▶ Action item: Repeat the part of the passage on Rao's death that begins at the words "Rao, along with" and stops after "chance for dialogue.", word for word.

▶ Source passage:
○ ○ ○
Rao, along with 27 other Naxals were killed during a gunfight between Indian security forces and Naxals in Abujhmarh, Chhattisgarh on 21 May 2025. He is the first serving general secretary of any Indian Communist Party to be killed by Indian Security Forces, in the history of the four decade insurgency. Left wing political parties like, CPI, CPI(M), CPI (ML) Liberation condemned the death of Keshava alleging that centre denied any chance for dialogue.
○ ○ ○
▶ Data for review:
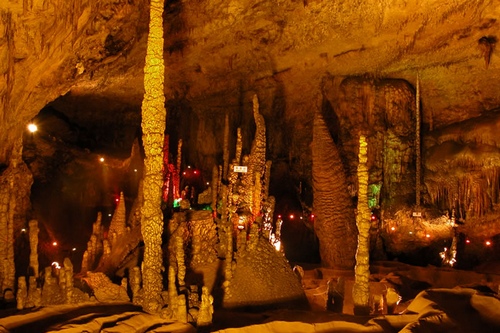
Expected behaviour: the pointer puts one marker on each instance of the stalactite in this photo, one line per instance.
(226, 147)
(153, 129)
(33, 235)
(361, 288)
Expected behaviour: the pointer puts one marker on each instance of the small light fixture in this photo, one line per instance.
(32, 128)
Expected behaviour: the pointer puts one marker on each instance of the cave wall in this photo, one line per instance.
(49, 47)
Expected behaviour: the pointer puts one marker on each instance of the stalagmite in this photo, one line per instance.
(68, 272)
(239, 146)
(33, 234)
(256, 160)
(267, 179)
(22, 293)
(206, 308)
(179, 256)
(15, 184)
(177, 178)
(418, 158)
(153, 130)
(117, 227)
(335, 223)
(214, 189)
(257, 196)
(34, 294)
(226, 148)
(361, 288)
(135, 281)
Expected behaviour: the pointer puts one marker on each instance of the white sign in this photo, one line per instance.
(240, 168)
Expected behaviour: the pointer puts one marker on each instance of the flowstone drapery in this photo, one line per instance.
(153, 131)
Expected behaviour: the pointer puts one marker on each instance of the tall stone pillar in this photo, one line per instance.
(33, 234)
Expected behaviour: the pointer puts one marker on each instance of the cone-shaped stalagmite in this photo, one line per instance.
(361, 288)
(153, 129)
(334, 222)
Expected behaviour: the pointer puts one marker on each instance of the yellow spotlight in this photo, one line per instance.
(32, 128)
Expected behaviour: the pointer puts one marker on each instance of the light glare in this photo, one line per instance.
(32, 128)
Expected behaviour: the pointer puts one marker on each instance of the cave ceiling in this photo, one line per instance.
(85, 58)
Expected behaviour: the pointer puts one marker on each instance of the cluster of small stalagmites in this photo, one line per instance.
(94, 246)
(57, 287)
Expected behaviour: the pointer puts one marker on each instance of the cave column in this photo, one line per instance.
(361, 288)
(153, 129)
(15, 185)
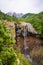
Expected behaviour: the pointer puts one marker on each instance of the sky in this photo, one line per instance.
(21, 6)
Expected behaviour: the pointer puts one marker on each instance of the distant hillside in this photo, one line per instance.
(18, 15)
(27, 15)
(4, 16)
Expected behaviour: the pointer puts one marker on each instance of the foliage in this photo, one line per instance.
(37, 55)
(23, 60)
(37, 21)
(7, 54)
(27, 15)
(4, 16)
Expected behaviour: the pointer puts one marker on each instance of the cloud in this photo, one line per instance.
(23, 6)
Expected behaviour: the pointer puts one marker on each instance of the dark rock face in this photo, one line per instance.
(18, 15)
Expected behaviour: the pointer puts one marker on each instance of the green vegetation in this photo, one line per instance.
(37, 21)
(8, 56)
(27, 15)
(4, 16)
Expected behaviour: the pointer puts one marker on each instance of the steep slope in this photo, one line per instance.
(27, 15)
(37, 22)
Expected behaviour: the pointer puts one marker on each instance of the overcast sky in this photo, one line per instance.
(21, 6)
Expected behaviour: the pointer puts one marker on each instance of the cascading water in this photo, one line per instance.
(26, 49)
(25, 44)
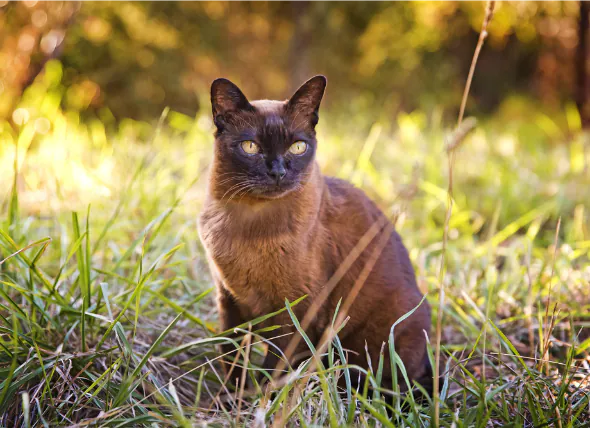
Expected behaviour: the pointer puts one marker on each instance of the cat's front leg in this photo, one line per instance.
(229, 317)
(286, 347)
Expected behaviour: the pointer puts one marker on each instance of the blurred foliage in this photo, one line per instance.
(135, 57)
(520, 160)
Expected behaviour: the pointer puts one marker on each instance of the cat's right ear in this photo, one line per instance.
(226, 97)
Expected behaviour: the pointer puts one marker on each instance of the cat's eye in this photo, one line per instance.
(250, 147)
(298, 147)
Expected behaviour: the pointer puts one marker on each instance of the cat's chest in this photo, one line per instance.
(255, 267)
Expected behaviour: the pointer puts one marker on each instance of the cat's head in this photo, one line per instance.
(264, 149)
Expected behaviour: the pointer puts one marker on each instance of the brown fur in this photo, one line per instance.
(262, 251)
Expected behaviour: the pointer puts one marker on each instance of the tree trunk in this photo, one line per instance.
(581, 64)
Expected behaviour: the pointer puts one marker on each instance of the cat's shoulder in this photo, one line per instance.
(346, 194)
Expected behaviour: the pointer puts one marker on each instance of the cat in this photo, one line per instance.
(275, 228)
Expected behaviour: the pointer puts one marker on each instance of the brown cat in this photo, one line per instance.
(275, 228)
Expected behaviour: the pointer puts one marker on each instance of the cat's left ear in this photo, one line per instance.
(306, 100)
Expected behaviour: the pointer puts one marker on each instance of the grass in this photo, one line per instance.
(107, 314)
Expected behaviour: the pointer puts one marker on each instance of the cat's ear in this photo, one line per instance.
(226, 97)
(306, 100)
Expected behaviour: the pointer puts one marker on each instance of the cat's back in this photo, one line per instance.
(351, 216)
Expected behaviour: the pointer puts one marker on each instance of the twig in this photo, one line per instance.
(455, 140)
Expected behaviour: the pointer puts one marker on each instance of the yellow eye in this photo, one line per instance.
(250, 147)
(298, 147)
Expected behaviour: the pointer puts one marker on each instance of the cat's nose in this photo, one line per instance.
(277, 170)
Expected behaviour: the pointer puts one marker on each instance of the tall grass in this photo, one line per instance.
(106, 309)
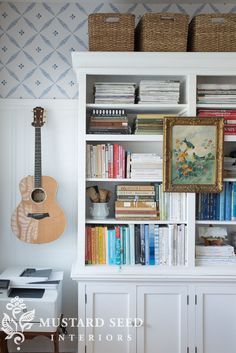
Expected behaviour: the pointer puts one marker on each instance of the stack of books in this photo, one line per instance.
(145, 244)
(215, 255)
(105, 161)
(95, 245)
(109, 121)
(114, 93)
(163, 92)
(149, 124)
(136, 202)
(172, 206)
(229, 116)
(218, 207)
(219, 93)
(146, 166)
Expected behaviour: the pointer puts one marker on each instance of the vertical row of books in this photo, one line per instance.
(229, 116)
(219, 207)
(145, 244)
(113, 161)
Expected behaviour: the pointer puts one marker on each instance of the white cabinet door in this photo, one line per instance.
(216, 319)
(111, 305)
(163, 310)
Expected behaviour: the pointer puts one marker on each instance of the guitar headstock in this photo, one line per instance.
(39, 117)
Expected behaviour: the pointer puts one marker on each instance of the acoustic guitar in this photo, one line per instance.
(38, 218)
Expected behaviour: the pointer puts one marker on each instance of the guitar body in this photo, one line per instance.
(38, 218)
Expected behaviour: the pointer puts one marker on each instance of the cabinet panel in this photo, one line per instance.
(114, 309)
(216, 320)
(164, 313)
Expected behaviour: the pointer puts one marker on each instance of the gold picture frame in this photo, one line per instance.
(193, 150)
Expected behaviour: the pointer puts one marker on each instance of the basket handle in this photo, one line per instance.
(168, 18)
(112, 19)
(218, 20)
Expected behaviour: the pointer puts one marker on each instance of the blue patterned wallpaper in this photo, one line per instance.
(36, 40)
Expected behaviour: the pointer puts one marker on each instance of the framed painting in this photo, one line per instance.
(193, 154)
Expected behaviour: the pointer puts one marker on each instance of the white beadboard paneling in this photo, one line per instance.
(59, 145)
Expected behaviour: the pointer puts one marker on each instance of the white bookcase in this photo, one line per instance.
(190, 69)
(191, 302)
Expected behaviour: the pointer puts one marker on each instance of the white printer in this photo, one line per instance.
(35, 290)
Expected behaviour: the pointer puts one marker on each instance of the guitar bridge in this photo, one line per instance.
(38, 215)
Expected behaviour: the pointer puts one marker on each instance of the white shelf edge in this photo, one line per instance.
(136, 107)
(126, 138)
(214, 106)
(230, 138)
(116, 180)
(216, 222)
(117, 221)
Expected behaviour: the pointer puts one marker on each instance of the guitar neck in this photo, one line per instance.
(38, 159)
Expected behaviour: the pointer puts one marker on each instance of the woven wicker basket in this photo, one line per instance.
(111, 32)
(214, 32)
(162, 32)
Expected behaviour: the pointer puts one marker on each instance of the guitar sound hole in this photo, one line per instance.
(38, 195)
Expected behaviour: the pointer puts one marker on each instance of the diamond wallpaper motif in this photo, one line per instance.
(36, 41)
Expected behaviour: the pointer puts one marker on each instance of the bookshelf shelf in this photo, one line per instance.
(230, 138)
(116, 180)
(137, 108)
(207, 222)
(116, 221)
(125, 138)
(131, 67)
(217, 106)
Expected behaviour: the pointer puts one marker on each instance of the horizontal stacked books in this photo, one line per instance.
(172, 206)
(146, 166)
(163, 92)
(215, 255)
(114, 93)
(229, 116)
(145, 244)
(136, 202)
(149, 124)
(109, 121)
(105, 161)
(210, 93)
(219, 207)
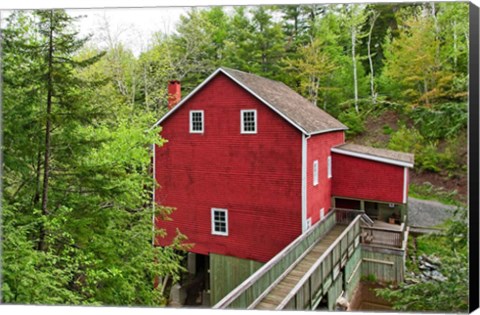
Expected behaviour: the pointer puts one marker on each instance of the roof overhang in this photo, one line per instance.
(190, 95)
(372, 157)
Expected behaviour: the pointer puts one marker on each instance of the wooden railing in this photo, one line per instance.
(324, 271)
(254, 288)
(384, 237)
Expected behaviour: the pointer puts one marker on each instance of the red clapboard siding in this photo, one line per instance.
(257, 177)
(365, 179)
(318, 148)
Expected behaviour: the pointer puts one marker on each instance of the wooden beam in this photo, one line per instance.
(385, 262)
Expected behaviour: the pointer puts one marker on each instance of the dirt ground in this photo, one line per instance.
(375, 136)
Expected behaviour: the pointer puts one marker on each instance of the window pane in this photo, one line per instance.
(249, 121)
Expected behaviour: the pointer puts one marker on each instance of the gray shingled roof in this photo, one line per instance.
(375, 152)
(296, 108)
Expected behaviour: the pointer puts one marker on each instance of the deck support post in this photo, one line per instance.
(310, 292)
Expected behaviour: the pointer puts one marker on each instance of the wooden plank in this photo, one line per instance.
(292, 278)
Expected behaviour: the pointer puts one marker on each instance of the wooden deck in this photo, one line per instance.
(384, 234)
(281, 290)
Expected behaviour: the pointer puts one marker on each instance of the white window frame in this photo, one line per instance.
(191, 121)
(329, 166)
(214, 232)
(315, 173)
(242, 126)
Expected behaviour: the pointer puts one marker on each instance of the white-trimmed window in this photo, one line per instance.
(196, 121)
(220, 221)
(329, 167)
(248, 119)
(309, 223)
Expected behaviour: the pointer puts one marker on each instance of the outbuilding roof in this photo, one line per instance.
(381, 155)
(286, 102)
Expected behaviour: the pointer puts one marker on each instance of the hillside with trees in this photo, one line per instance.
(77, 117)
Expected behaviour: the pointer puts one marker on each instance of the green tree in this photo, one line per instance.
(96, 245)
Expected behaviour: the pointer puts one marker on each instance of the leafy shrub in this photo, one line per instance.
(406, 140)
(387, 130)
(353, 121)
(441, 121)
(427, 155)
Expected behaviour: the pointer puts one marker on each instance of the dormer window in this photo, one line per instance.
(248, 121)
(196, 121)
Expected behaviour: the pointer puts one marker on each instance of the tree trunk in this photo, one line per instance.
(46, 161)
(354, 62)
(372, 87)
(455, 38)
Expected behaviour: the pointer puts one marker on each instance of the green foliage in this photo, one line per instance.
(428, 192)
(428, 156)
(441, 121)
(353, 121)
(97, 246)
(369, 278)
(450, 295)
(98, 241)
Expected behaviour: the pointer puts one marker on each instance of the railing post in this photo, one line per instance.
(310, 291)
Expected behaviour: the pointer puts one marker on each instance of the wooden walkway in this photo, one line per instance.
(281, 290)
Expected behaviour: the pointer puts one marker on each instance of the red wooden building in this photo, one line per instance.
(249, 165)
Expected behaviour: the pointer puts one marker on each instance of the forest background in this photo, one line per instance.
(77, 212)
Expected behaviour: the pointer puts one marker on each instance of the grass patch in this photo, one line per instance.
(427, 191)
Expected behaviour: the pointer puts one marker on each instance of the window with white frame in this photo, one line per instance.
(196, 121)
(248, 121)
(309, 223)
(220, 221)
(329, 167)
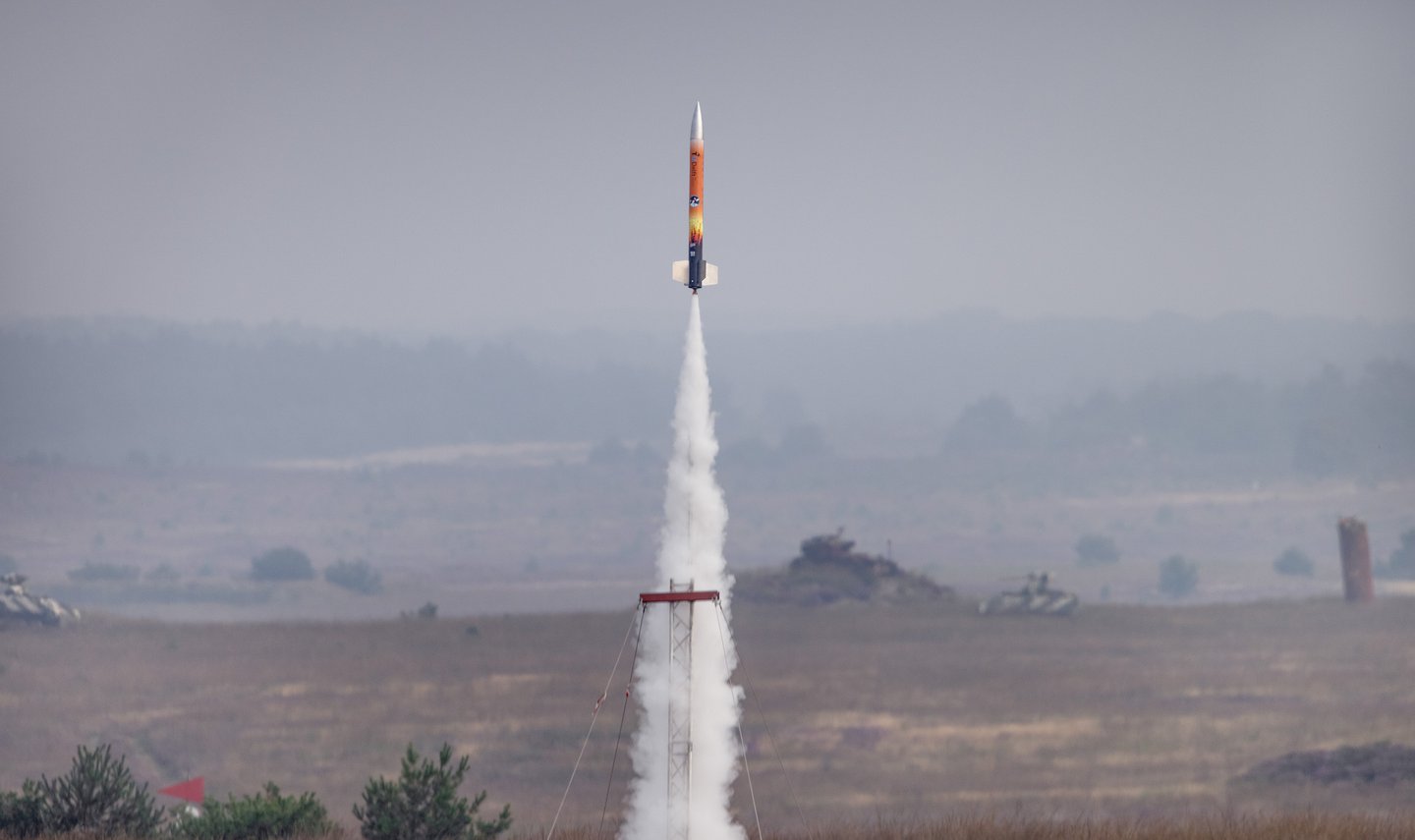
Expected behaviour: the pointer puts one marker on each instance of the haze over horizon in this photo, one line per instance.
(450, 167)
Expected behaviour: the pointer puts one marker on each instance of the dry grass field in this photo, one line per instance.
(492, 536)
(855, 714)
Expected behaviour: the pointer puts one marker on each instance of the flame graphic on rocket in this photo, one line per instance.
(695, 272)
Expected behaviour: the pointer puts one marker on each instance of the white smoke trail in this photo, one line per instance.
(695, 521)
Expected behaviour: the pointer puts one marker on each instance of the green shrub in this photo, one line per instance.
(283, 563)
(20, 812)
(1177, 576)
(1096, 549)
(96, 797)
(1293, 563)
(263, 816)
(424, 804)
(356, 576)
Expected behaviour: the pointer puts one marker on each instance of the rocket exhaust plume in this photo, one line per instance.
(695, 521)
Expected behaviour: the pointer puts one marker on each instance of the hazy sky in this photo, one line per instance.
(479, 166)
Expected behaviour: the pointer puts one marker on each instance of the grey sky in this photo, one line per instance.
(479, 166)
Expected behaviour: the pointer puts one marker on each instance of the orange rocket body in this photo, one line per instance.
(695, 272)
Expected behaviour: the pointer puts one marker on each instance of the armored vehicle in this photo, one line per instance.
(19, 605)
(1036, 597)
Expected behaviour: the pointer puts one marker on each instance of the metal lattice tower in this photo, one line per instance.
(679, 711)
(679, 600)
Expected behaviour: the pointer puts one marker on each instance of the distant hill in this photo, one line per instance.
(111, 389)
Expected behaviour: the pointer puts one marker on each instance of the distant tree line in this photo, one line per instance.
(1329, 424)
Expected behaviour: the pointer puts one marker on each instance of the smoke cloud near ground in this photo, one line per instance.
(695, 521)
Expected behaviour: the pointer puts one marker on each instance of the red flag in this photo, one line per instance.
(192, 789)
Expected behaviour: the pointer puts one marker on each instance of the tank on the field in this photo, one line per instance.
(19, 605)
(1036, 597)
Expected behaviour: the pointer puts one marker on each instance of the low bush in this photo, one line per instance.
(1293, 563)
(265, 816)
(103, 572)
(20, 812)
(1096, 549)
(424, 804)
(280, 565)
(356, 576)
(98, 797)
(1177, 576)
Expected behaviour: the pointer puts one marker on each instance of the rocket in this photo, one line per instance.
(694, 272)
○ ○ ○
▶ Response box:
Rao, along with 27 other Naxals were killed during a gunfight between Indian security forces and Naxals in Abujhmarh, Chhattisgarh on 21 May 2025. He is the first serving general secretary of any Indian Communist Party to be killed by Indian Security Forces, in the history of the four decade insurgency. Left wing political parties like, CPI, CPI(M), CPI (ML) Liberation condemned the death of Keshava alleging that centre denied any chance for dialogue.